Prompt =>
Copy the material verbatim, from the line containing "trace --target asphalt" through the line containing "[[[256,171],[250,138],[138,102],[140,123],[117,123],[105,172]]]", inclusive.

Dataset records =>
+++
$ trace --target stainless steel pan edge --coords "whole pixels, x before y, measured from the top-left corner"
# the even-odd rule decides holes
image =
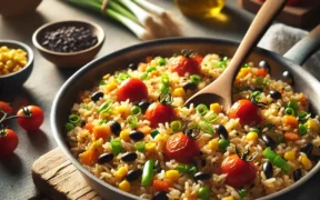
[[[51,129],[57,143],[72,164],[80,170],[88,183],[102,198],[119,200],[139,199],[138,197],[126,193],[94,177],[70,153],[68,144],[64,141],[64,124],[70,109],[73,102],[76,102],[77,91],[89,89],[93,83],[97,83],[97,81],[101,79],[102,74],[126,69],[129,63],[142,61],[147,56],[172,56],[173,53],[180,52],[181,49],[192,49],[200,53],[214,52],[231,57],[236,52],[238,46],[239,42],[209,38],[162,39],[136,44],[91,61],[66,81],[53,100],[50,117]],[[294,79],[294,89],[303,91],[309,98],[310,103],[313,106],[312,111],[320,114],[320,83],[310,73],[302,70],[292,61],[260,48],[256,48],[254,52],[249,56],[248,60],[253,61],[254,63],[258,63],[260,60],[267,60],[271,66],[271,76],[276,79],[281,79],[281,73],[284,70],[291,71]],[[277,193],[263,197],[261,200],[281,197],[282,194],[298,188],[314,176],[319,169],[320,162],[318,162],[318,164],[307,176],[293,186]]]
+++
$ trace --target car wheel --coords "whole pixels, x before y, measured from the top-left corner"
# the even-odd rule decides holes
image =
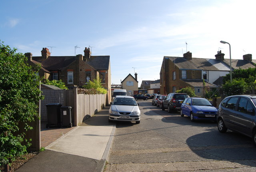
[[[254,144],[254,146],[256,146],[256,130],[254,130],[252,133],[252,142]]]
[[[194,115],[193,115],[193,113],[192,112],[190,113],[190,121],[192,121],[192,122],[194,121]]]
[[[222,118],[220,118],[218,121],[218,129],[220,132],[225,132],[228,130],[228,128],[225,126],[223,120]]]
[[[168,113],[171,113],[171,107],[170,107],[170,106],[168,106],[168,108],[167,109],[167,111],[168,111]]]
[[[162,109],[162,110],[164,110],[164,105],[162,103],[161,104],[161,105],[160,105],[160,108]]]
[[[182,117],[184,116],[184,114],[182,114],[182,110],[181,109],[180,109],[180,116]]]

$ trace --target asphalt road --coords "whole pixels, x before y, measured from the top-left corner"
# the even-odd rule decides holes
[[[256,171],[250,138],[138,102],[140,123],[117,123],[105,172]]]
+++
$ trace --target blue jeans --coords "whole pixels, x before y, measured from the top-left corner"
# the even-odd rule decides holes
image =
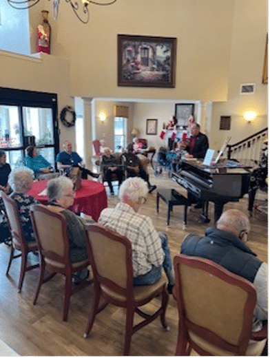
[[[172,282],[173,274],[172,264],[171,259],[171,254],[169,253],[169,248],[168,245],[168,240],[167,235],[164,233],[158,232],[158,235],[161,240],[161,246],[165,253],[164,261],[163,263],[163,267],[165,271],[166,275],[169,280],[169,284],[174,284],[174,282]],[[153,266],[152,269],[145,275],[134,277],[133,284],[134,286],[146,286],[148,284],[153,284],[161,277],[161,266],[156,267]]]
+++
Task output =>
$ trace --target asphalt road --coords "whole pixels, x before y, measured from the top-left corner"
# the even-odd rule decides holes
[[[256,171],[250,138],[138,102],[140,123],[117,123],[105,172]]]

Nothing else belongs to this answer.